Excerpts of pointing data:
((

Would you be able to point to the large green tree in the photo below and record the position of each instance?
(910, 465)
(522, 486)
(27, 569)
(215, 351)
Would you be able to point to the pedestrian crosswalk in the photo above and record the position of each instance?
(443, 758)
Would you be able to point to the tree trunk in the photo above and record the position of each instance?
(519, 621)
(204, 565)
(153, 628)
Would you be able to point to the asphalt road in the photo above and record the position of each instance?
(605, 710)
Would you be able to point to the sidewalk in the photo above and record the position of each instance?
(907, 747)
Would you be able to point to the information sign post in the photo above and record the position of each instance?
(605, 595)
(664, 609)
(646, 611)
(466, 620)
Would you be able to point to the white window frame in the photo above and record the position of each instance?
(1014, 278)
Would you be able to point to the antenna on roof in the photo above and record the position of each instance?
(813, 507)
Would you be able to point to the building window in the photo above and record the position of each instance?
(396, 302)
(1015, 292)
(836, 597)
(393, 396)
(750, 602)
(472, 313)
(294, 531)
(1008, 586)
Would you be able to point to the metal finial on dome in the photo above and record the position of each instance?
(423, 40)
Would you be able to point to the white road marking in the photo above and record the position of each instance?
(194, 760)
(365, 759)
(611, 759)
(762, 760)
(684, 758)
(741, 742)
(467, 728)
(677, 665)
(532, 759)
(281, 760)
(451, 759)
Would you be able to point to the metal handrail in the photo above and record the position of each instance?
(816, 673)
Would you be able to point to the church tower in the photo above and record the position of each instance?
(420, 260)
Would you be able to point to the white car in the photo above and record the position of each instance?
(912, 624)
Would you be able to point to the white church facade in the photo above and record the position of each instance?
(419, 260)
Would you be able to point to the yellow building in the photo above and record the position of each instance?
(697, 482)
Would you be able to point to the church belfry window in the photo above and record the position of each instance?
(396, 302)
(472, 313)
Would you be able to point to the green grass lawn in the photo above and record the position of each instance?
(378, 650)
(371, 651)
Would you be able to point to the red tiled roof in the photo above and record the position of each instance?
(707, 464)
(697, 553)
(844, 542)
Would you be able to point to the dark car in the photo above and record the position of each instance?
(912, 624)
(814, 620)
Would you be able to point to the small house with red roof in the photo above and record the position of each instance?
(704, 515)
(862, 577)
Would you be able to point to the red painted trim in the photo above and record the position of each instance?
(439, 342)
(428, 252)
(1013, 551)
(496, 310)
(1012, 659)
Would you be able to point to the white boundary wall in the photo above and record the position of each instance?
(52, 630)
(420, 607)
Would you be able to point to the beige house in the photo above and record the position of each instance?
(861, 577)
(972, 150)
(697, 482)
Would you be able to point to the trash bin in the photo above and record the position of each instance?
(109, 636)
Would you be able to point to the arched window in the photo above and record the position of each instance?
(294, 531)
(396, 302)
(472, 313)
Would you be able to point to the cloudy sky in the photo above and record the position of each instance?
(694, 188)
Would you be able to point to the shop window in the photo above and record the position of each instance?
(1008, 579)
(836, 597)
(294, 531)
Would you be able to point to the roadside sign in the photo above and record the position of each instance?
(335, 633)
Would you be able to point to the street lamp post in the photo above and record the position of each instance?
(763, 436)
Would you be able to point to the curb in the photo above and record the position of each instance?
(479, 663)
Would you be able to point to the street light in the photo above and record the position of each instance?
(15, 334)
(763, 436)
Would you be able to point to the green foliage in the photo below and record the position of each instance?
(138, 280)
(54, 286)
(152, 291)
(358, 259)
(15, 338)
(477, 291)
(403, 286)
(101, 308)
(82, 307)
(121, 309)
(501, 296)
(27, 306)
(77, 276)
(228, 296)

))

Problem to work on: Copy out the items verbatim, from the start of the items through the line containing "(1008, 586)", including that line.

Answer below:
Would you be able to point to the large green tree in the photo below and record the position of each instance?
(910, 465)
(522, 486)
(27, 569)
(215, 351)
Would you be able to point to the pedestrian crosswalk in the photo above and record the position of each instance?
(443, 758)
Would you be able to point to the tree trunk in the photo above and record the position of each instance?
(519, 621)
(204, 565)
(153, 628)
Would you be able to point to the asphalt road in the photo above and record the position of each instance?
(605, 710)
Would you be able to point to the sidewalk in the photo above and record the position of each instance?
(907, 747)
Would you be able to point to the information sign post in the photo above and record the position of each instance?
(605, 595)
(664, 609)
(646, 611)
(466, 620)
Would you be able to point to the white window frame in the photo above and record the position of each instance?
(1014, 278)
Would you be able to point to the antenna on roof in the photo above and record the position of each instance?
(813, 507)
Would you be able to point to the building window in the photo above and record the position of each instance?
(396, 302)
(1015, 292)
(836, 597)
(393, 396)
(750, 602)
(472, 313)
(294, 531)
(1008, 586)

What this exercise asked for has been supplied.